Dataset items
════════

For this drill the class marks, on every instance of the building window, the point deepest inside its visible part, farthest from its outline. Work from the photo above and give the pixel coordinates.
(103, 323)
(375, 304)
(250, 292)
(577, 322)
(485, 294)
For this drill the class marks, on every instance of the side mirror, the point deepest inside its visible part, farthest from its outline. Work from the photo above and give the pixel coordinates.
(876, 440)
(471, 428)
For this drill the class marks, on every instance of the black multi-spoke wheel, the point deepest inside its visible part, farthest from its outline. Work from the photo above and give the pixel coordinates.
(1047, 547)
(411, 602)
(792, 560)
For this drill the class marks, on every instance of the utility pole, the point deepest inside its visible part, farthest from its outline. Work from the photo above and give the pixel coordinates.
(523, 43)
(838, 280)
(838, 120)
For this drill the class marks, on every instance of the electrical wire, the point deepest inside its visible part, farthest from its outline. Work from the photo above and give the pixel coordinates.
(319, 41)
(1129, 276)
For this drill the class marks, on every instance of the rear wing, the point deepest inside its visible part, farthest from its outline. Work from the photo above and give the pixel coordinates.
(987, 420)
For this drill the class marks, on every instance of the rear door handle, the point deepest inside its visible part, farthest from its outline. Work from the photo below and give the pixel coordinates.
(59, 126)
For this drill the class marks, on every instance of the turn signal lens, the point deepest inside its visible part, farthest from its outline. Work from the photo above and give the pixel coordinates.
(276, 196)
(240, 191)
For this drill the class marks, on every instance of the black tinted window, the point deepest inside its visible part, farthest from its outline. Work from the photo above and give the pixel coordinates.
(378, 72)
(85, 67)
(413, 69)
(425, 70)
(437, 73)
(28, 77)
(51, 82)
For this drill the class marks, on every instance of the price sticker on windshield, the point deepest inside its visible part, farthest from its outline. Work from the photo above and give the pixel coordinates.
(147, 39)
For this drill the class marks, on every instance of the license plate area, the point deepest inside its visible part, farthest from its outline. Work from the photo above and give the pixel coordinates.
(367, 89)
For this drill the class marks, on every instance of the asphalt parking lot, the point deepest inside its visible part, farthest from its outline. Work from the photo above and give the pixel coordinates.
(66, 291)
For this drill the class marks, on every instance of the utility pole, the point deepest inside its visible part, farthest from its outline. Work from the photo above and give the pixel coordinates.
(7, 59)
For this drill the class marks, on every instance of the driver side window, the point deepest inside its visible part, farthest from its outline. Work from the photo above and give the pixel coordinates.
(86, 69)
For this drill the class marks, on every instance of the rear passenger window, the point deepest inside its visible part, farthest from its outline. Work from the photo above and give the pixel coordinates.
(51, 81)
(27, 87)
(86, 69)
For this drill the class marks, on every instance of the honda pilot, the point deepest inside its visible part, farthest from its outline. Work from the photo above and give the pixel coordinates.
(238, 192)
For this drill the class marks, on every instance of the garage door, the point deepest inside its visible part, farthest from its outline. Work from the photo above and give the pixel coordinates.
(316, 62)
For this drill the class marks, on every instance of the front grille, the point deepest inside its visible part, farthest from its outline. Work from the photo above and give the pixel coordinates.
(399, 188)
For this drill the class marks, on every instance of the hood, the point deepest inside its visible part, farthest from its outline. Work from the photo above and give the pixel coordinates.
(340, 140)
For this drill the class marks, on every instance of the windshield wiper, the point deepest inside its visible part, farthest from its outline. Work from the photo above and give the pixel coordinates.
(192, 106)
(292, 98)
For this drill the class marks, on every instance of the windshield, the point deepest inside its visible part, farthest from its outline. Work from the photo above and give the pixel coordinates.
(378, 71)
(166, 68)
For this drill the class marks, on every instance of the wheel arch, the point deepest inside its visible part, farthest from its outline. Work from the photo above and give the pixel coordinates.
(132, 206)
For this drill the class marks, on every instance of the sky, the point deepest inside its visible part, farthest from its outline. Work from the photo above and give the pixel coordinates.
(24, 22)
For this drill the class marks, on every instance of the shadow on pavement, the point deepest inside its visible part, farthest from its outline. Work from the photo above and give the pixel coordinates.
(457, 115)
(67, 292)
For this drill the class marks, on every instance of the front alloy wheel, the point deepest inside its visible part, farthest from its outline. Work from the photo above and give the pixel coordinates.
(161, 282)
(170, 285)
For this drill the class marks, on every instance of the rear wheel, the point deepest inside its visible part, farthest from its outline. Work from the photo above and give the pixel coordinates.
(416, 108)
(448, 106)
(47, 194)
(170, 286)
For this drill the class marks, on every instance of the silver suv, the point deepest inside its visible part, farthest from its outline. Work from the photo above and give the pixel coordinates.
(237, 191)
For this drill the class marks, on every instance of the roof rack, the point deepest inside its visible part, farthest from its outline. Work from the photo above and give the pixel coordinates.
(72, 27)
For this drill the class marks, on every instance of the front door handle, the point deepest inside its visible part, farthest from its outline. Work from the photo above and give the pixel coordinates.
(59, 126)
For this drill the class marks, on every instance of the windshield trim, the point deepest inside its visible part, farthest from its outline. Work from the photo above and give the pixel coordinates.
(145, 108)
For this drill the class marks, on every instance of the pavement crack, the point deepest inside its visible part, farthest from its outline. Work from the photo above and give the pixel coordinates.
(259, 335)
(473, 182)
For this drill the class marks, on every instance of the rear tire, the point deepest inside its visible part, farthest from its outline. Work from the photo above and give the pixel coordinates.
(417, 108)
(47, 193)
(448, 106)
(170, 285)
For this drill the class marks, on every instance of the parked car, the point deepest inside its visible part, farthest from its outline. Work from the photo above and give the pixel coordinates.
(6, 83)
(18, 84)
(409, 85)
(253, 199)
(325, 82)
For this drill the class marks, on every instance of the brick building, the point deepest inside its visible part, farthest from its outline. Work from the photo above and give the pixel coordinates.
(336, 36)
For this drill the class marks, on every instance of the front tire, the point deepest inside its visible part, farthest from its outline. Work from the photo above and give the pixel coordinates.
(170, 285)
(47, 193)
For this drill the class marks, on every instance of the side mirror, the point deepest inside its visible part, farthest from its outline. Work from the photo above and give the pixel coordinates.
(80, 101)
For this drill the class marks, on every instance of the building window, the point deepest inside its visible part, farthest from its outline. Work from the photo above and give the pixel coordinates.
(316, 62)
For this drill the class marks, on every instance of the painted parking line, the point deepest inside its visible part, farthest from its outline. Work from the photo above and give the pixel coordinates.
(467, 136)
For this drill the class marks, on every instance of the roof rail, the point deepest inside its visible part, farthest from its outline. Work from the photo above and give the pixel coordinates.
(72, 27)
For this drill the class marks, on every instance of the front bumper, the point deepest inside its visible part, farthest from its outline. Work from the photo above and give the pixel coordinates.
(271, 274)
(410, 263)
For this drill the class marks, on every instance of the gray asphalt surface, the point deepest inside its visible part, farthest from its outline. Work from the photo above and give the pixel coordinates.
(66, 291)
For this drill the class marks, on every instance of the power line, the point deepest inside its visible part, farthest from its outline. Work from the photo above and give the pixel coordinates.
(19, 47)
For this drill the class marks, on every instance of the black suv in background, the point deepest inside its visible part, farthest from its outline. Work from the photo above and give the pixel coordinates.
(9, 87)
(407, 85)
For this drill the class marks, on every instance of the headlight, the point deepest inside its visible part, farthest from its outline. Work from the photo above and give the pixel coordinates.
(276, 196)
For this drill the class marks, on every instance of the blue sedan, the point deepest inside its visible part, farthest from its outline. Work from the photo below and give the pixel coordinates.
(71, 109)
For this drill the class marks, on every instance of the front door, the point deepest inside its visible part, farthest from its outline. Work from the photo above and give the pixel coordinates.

════════

§ **SET EXERCISE**
Return the entries above exactly as they appear.

§ **RESPONSE TO THIS TASK**
For this drill the class marks, on every instance of the building window, the point deepest inside its visible part, farthest from its outline. Work from the photo above and give the pixel coordinates.
(103, 323)
(375, 304)
(250, 292)
(577, 322)
(485, 294)
For this drill the class marks, on every instance of the side mirror, the point deepest inside its visible part, farthest from its outline. Work from the photo above and give the pixel coordinates.
(876, 440)
(471, 428)
For this drill the class marks, on every instance of the black multi-spoke wheel, the point deepest inside its visible part, farthest from its outline. Work from the photo above and give the pixel coordinates.
(1047, 547)
(411, 602)
(792, 560)
For this drill the class marks, on every instance of the utility pole, the point deepest inside its visible part, farthest from its outline. Work from the photo above and give the pixel coordinates.
(523, 43)
(838, 280)
(838, 120)
For this drill the class marks, on every instance of the electrical wire, the point deepest inside its visible part, farthest from its outline. Work from the photo above and give the pixel coordinates.
(319, 41)
(1129, 276)
For this drill the class marks, on every instance of the rear wing, the point deepest inside its visible part, farthest from its outline. Work from the photo above and give the pixel coordinates.
(987, 420)
For this drill the class marks, on every instance of the rear door handle, the point deepest inside its visible part, farthest from its outline. Work from the photo below and give the pixel coordinates.
(59, 126)
For this drill the class marks, on every instance of the turn signal lens, the point deepest inside its visible part, farthest from its outline. Work from the photo above and give the pixel coordinates.
(276, 196)
(240, 191)
For this drill the class marks, on every instance of the black tinted window, the point deepest inside its visible part, farthest from its outline. Work from the photo above and give the pixel coordinates.
(378, 72)
(85, 67)
(413, 69)
(425, 70)
(437, 73)
(28, 77)
(51, 82)
For this drill the class marks, on every instance of the price sticker on windshield, the point deepest inside its visible part, farthest from its outline. Work from the photo above and give the pixel coordinates.
(147, 39)
For this drill the class marks, on every instance of the license plate area, the point deepest inside its visible part, farthest from its outline. Work from the photo above and give the pixel coordinates.
(367, 89)
For this drill the class marks, on every instance of the asphalt parking lot, the point deepest inside its visible part, farthest from its outline. Work from the photo above and give the pixel coordinates.
(66, 291)
For this drill the class marks, on every instance of the utility pole, the point deepest inside its visible part, farthest from its outline. Work from the photo above and give the pixel coordinates.
(7, 59)
For this drill the class marks, on every instance of the driver side window, the point deepest inside its visible part, farthest from its outline. Work from the photo above and give the pixel coordinates.
(86, 69)
For this drill the class marks, on every instance of the rear passenger window, the point deepest inside its visible part, farthest from its outline. Work from the photo above and give the pixel coordinates.
(51, 81)
(27, 87)
(86, 69)
For this drill the class marks, on every instance of the honda pilot, the point deepest inside its visible part, farthest from its outline. Work from the photo above and give the pixel coordinates.
(238, 192)
For this drill the class marks, on every instance of the garage door, the point deepest inside its visible part, farthest from its outline. Work from the photo above and give the pixel coordinates.
(316, 62)
For this drill the class marks, on every instance of the front grille, the point deepest inside its visible part, farthest from its outline. Work from the photo above and give the pixel coordinates.
(399, 188)
For this drill the class marks, on every instance of the hood, the point deepest inside its visible part, farthest from its outline. Work from the photo above and give the pixel coordinates.
(340, 140)
For this drill the class marks, on every instance of the windshield wiper, the point deepest inside its visible part, farthest from its outline. Work from the photo above and give the pixel coordinates.
(192, 106)
(292, 98)
For this drill the class marks, on every instance of the windshield, the point deepest inside its visible part, farthest from its outline. Work from the photo above and give the pixel coordinates.
(378, 71)
(166, 68)
For this drill the class marks, on every instance of the wheel arch, the point deepest inside its visible part, farthest from its outline. Work from the photo above and give the pixel coordinates.
(132, 206)
For this drill the class marks, on every instance of the sky, the point deepest inside its visible part, farthest from its outline. Work from the photo above and give the pixel coordinates.
(24, 22)
For this drill the class marks, on every instance of the shadow on pavement, the point deepest inside its visible part, farthest from its outline. Work from the photo above and give the pixel coordinates.
(457, 115)
(67, 292)
For this drill the class marks, on every instance of the front alloy wheel, the point deepest inside its visible part, farthest from its outline. Work from the photo above and give the pixel coordinates.
(161, 282)
(170, 285)
For this drill the class marks, on every instance of the rear wheel, the point deepest inside its visible part, farthest from its outline. Work from the photo above and give the pixel coordinates.
(416, 108)
(448, 106)
(47, 194)
(170, 286)
For this drill the class marks, on every instance of the silver suv, the point deepest inside its visible part, farthest from its outline. Work from the photo above and give the pixel coordinates.
(237, 191)
For this drill the class marks, on every instance of the roof rack, the point deepest inside its visible part, farthest from its outline. Work from the photo above and give the pixel coordinates.
(72, 27)
For this drill the class marks, on every instance of the front door handle, the point deepest inside its visible part, farthest from its outline. Work from the photo above and give the pixel coordinates.
(59, 126)
For this drill the class marks, on every instance of the windshield trim, the point deepest inside its visible part, farthest from its outline. Work from the photo above and give the pixel coordinates.
(145, 108)
For this drill the class marks, on every instance of the pavement crack, the point deepest inside its visible part, farthest from its outline. Work from the photo above and give the pixel coordinates.
(259, 335)
(473, 182)
For this drill the class marks, on every instance of the rear tire, the point deepest inside its visible part, farthest from its outline. Work from the photo above and give the pixel coordinates.
(417, 108)
(47, 193)
(448, 106)
(170, 285)
For this drill the class marks, on every instance of the parked car, the point deepest inside its visible part, farthest from its outline. Work from the photo above and give the pixel coordinates.
(6, 83)
(18, 84)
(409, 85)
(253, 199)
(325, 82)
For this drill the class marks, on every instance of the brick building, the point deepest inside its visible part, farthest from its outline. Work from the photo above and give the pixel coordinates.
(336, 36)
For this drill the class marks, on every instance of the front tire, the point deepest inside its visible part, farthest from its outline. Work from the photo above and give the pixel coordinates.
(170, 285)
(47, 193)
For this drill the class marks, on every instance of the side mirror, the point deepest inside its visible part, farthest from its outline. Work from the photo above and give the pixel coordinates.
(80, 101)
For this drill the class marks, on every instance of the building window, the point deepest inside its visible part, farthest from its outline. Work from the photo above and give the pixel coordinates.
(316, 62)
For this drill the class marks, on every instance of the painted parking line, the point deepest inside its visible part, farthest from its outline. Work from the photo above and give the pixel coordinates.
(467, 136)
For this drill the class marks, on every instance of the roof rail, the point deepest inside its visible part, farthest from its outline. Work from the photo above and give the pixel coordinates.
(72, 27)
For this drill the class marks, on every instance of the front bumper, the point deepest inside its visible part, farthest from its outline. Work from the photo above and give the pixel coordinates.
(271, 274)
(410, 263)
For this drill the class marks, on every instance of the gray asphalt surface, the point deepest inside its visible part, farthest from its outline. Work from the photo above and give the pixel coordinates.
(66, 291)
For this drill the class marks, on every instance of the power line, the point deepest inside its visible part, farthest from its outline. Work from the photo above and give the pixel coordinates.
(19, 47)
For this drill the class marks, on every instance of the black suv in background, the point deepest inside its visible part, farthest from its outline. Work from the photo above and give the pixel coordinates.
(9, 87)
(407, 85)
For this drill the class marks, on every instance of the headlight, the point deepest inside its visible part, farthest from its outline. Work from the photo above and give the pixel coordinates.
(276, 196)
For this drill the class marks, on every instance of the blue sedan, the point deepest inside its visible part, farthest from its outline. Work from the photo below and give the pixel coordinates.
(71, 109)
For this drill the class marks, on every instance of the front door, the point deepest inside its visible part, farthest from its outline. Work from the photo above and give the pixel coordinates.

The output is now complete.